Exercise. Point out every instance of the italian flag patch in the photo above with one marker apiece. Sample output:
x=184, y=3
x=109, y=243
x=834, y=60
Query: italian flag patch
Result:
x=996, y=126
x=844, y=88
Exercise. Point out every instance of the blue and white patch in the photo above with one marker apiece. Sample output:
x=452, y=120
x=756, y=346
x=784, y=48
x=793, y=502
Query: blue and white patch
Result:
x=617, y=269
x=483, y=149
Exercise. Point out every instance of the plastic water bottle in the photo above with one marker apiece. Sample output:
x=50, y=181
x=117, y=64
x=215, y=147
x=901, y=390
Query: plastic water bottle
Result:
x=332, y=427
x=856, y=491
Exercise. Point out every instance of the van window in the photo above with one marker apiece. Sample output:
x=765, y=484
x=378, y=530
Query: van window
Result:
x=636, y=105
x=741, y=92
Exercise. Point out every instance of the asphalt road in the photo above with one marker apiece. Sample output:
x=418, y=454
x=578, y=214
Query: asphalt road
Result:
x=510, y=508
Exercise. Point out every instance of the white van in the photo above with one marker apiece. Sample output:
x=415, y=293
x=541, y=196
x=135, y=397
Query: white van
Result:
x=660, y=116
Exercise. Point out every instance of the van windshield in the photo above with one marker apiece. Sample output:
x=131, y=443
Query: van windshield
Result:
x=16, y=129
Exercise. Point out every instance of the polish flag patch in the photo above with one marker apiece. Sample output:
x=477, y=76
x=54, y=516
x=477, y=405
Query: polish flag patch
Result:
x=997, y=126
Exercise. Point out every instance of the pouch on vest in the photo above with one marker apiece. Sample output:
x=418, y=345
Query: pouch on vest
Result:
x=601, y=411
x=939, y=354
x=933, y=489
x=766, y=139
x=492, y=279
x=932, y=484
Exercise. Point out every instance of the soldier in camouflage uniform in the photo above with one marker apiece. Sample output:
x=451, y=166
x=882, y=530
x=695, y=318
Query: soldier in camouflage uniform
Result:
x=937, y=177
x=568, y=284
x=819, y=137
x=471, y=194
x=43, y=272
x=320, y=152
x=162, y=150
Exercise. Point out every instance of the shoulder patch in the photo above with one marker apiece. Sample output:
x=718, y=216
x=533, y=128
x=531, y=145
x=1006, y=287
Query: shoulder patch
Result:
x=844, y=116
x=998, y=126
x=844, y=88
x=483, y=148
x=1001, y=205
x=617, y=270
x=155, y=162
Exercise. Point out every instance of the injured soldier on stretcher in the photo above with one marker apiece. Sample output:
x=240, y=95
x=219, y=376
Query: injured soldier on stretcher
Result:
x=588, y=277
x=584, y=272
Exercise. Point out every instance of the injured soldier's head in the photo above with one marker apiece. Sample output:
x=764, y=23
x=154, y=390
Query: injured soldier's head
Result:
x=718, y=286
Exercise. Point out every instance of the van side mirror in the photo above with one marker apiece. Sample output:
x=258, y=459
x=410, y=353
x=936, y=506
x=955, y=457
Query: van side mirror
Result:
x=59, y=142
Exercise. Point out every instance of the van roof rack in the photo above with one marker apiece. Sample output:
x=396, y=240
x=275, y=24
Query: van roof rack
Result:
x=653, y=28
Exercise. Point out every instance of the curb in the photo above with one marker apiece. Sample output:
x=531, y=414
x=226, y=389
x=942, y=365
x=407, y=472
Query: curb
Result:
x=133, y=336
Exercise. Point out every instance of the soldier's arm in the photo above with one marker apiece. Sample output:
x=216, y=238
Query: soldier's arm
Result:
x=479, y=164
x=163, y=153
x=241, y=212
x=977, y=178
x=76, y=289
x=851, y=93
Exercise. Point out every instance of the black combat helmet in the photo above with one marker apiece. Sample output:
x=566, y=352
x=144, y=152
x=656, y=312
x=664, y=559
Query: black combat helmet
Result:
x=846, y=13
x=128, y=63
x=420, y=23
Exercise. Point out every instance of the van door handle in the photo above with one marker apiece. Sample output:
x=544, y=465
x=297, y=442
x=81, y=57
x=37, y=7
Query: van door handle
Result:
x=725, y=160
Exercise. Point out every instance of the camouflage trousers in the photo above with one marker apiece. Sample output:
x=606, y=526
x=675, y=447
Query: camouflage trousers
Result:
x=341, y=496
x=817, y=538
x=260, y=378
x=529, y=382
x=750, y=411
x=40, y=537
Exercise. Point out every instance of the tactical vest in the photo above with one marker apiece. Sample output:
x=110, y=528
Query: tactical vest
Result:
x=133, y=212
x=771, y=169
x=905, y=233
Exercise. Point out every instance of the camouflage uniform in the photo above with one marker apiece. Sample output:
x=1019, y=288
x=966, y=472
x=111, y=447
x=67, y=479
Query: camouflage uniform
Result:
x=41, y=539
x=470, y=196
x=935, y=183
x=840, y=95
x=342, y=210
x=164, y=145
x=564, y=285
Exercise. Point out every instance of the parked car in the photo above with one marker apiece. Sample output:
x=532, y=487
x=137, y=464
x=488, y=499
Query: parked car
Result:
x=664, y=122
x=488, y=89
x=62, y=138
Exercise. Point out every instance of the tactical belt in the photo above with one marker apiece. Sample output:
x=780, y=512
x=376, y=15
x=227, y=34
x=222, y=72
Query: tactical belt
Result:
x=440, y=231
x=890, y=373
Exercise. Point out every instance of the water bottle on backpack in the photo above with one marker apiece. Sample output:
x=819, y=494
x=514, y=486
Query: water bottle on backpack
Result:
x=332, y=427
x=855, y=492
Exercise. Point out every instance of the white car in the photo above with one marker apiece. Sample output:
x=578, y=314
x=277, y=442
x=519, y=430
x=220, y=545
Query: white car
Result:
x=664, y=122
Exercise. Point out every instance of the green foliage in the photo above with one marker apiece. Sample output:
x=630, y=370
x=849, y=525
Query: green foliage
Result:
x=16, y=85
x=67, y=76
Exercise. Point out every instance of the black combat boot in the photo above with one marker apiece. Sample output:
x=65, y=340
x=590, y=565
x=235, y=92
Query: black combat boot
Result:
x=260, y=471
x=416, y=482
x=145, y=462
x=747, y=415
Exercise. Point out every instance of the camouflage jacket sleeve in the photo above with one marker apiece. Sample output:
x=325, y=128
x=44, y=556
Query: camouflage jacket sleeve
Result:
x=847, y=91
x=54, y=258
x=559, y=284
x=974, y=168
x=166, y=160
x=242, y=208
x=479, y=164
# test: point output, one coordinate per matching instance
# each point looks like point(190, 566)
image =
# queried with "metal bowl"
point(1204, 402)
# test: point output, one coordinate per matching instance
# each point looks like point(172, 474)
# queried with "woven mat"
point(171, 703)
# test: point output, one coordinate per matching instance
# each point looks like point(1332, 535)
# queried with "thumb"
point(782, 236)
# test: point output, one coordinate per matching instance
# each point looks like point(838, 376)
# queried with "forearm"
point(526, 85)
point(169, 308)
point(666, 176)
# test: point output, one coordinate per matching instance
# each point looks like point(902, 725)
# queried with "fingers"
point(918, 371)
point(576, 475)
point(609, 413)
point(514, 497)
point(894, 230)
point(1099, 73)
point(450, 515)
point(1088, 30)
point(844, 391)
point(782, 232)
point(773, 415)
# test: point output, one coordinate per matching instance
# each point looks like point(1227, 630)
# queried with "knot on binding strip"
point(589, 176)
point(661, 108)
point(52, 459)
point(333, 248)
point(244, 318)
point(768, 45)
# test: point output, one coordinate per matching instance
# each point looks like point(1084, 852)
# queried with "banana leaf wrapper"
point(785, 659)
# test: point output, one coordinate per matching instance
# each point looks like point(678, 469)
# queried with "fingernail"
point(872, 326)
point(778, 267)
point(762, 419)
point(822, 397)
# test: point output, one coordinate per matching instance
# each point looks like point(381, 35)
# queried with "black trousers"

● Goal
Rewrite the entries above, replacing "Sample output" with "Reference output" and leaving everything else unchanged.

● Answer in full
Exercise. Point out every instance of the italian flag patch in the photo above with one marker apiece. Reference output:
x=184, y=3
x=109, y=243
x=834, y=60
Query: italian flag patch
Result:
x=996, y=126
x=844, y=88
Exercise. Point out every instance of the blue and white patch in the photo above with one marker apiece. Reference output:
x=452, y=120
x=756, y=346
x=784, y=48
x=793, y=502
Query: blue and white patch
Result:
x=617, y=269
x=483, y=149
Exercise. Point out every instance of the plastic water bottle in the photo above with one marker apiece. Reference output:
x=50, y=181
x=117, y=64
x=215, y=147
x=901, y=390
Query: plastic water bottle
Result:
x=332, y=427
x=856, y=491
Exercise. Point out every instance of the van window in the photo above with one marker apiece. Reference output:
x=765, y=484
x=378, y=530
Query: van window
Result:
x=636, y=105
x=741, y=92
Exercise. Point out every instance of the asphalt road in the photo above with one marker apiece. Reference output:
x=418, y=454
x=578, y=214
Query: asphalt road
Result:
x=510, y=508
Exercise. Point out every instance of the white van in the photo above with one marker apiece. Reference output:
x=415, y=293
x=541, y=196
x=135, y=397
Query: white van
Result:
x=660, y=116
Exercise. Point out every instance of the van windshield in the photo above with one marker apiece. Reference output:
x=131, y=443
Query: van windshield
Result:
x=16, y=129
Exercise. Point out every instance of the polish flag patch in the photo above with one marker apiece. Reference output:
x=477, y=76
x=54, y=516
x=477, y=405
Query: polish flag patch
Result:
x=997, y=126
Exercise. Point out every instance of the pouch on vest in the photo above with one marker apiece. Reference output:
x=418, y=345
Query: pouch on vest
Result:
x=601, y=411
x=939, y=354
x=933, y=489
x=766, y=139
x=492, y=279
x=932, y=484
Exercise. Point out every instance of the soldier in camouflage uniform in the photo above with one marker apiece. Reference output:
x=451, y=166
x=882, y=530
x=695, y=318
Query: soldier in camouflage uniform
Result:
x=937, y=177
x=568, y=284
x=819, y=137
x=471, y=194
x=43, y=272
x=320, y=152
x=162, y=150
Exercise. Point out every instance of the shoulder patch in the photo above with one marker apiece. Reference output:
x=718, y=216
x=533, y=128
x=531, y=145
x=1006, y=287
Query: shoulder patch
Result:
x=844, y=116
x=998, y=126
x=844, y=88
x=483, y=148
x=1001, y=205
x=617, y=270
x=155, y=162
Exercise. Point out every instance of the injured soldier on stretcher in the photo above with one marker apiece. Reference output:
x=240, y=95
x=219, y=376
Query: injured soldier on stretcher
Result:
x=588, y=277
x=584, y=272
Exercise. Point out every instance of the injured soldier's head in the photo above with one marker apiece. Reference output:
x=764, y=23
x=154, y=390
Query: injured soldier's head
Result:
x=718, y=286
Exercise. Point out every instance of the van side mirror in the photo above with one marker apiece. Reference output:
x=258, y=459
x=410, y=353
x=936, y=506
x=955, y=457
Query: van side mirror
Result:
x=59, y=142
Exercise. Point out every instance of the van roof rack in the photo above with one marker apiece. Reference output:
x=396, y=240
x=275, y=24
Query: van roof rack
Result:
x=653, y=28
Exercise. Point out every instance of the curb in the photo above with one marker apiece. Reference output:
x=531, y=414
x=226, y=389
x=942, y=365
x=407, y=472
Query: curb
Result:
x=133, y=336
Exercise. Point out every instance of the soldier's arm in the photo above with one marker apiece. Reference output:
x=216, y=238
Query: soldier's arm
Result:
x=479, y=164
x=163, y=153
x=241, y=212
x=977, y=178
x=76, y=289
x=851, y=93
Exercise. Point out every instance of the black combat helmet in the photo above with one marker apiece. Reference output:
x=566, y=352
x=144, y=152
x=656, y=312
x=664, y=559
Query: black combat helmet
Result:
x=846, y=13
x=128, y=63
x=420, y=23
Exercise. Point out every instance of the van door handle in the photo above with one marker apiece. Reference output:
x=544, y=465
x=297, y=442
x=81, y=57
x=37, y=7
Query: van door handle
Result:
x=725, y=160
Exercise. Point out every instance of the camouflage trousers in the photo above with one marker apiece. Reference output:
x=606, y=526
x=675, y=447
Query: camouflage trousers
Result:
x=341, y=496
x=817, y=538
x=260, y=378
x=529, y=382
x=750, y=411
x=40, y=537
Exercise. Point out every instance of the tactical vest in the photo above with one marker apiece. Reference output:
x=110, y=528
Query: tactical vest
Result:
x=133, y=212
x=771, y=169
x=905, y=233
Exercise. Point out every instance of the camouflage uniform in the photo above with one marker apiece. Reference output:
x=1019, y=288
x=966, y=472
x=111, y=447
x=67, y=479
Query: camouflage uniform
Result:
x=41, y=539
x=470, y=196
x=935, y=183
x=840, y=95
x=342, y=210
x=164, y=145
x=564, y=285
Exercise. Point out every instance of the parked car in the photo above with one marker apiece. Reference output:
x=532, y=487
x=137, y=464
x=488, y=499
Query: parked car
Result:
x=664, y=122
x=488, y=89
x=62, y=138
Exercise. Point out every instance of the tactical belt in the photo above with one marker apiece. Reference output:
x=780, y=512
x=376, y=15
x=227, y=34
x=222, y=72
Query: tactical belt
Result:
x=440, y=231
x=890, y=373
Exercise. Point out every instance of the water bottle on backpack in the photo above with one marker apiece. Reference output:
x=819, y=494
x=514, y=486
Query: water bottle on backpack
Result:
x=332, y=427
x=855, y=492
Exercise. Point out every instance of the white car in the photo above with one marker apiece. Reference output:
x=578, y=314
x=277, y=442
x=519, y=430
x=220, y=545
Query: white car
Result:
x=664, y=122
Exercise. Point out every instance of the green foliage in the photo above with one marker apiece. Reference output:
x=630, y=370
x=849, y=525
Query: green foliage
Result:
x=16, y=85
x=67, y=76
Exercise. Point out every instance of the black combat boot in the photo above with one marker apiece. Reference output:
x=65, y=340
x=590, y=565
x=235, y=92
Query: black combat boot
Result:
x=260, y=471
x=416, y=482
x=145, y=462
x=747, y=415
Exercise. Point out every instance of the camouflage jacket sleeve in the photo above with one marker apiece. Reference output:
x=325, y=128
x=44, y=556
Query: camouflage jacket sleeve
Result:
x=847, y=91
x=54, y=258
x=559, y=284
x=974, y=168
x=166, y=160
x=242, y=208
x=479, y=164
# test: point output, one coordinate per matching instance
# each point looks like point(190, 566)
image =
# queried with "metal bowl"
point(1204, 402)
# test: point output, one coordinate per matching instance
# each point looks like point(172, 474)
# queried with "woven mat"
point(171, 703)
# test: point output, one coordinate per matching instance
# each point looks like point(1332, 535)
# queried with "thumb"
point(782, 236)
# test: point output, one coordinate per matching instance
# each point looks like point(838, 376)
# queried with "forearm"
point(526, 85)
point(169, 308)
point(666, 176)
# test: point output, one coordinate per matching instance
# each point looks like point(902, 725)
# queried with "fingers"
point(918, 371)
point(576, 475)
point(609, 413)
point(514, 497)
point(894, 230)
point(1099, 73)
point(450, 515)
point(1088, 30)
point(844, 391)
point(782, 232)
point(773, 415)
# test: point output, one coordinate per matching instance
# each point looks like point(1227, 630)
# queried with "knot on binding strip"
point(589, 176)
point(661, 108)
point(52, 459)
point(333, 248)
point(244, 318)
point(768, 45)
# test: point output, one coordinate per matching instance
# each point looks like point(1084, 852)
# queried with "banana leaf wrapper"
point(785, 659)
# test: point output, one coordinate per matching instance
# each point looks like point(678, 469)
# queried with "fingernail"
point(872, 326)
point(778, 267)
point(762, 419)
point(822, 397)
# test: point output, one coordinate per matching instance
# each point looks like point(381, 35)
# queried with "black trousers"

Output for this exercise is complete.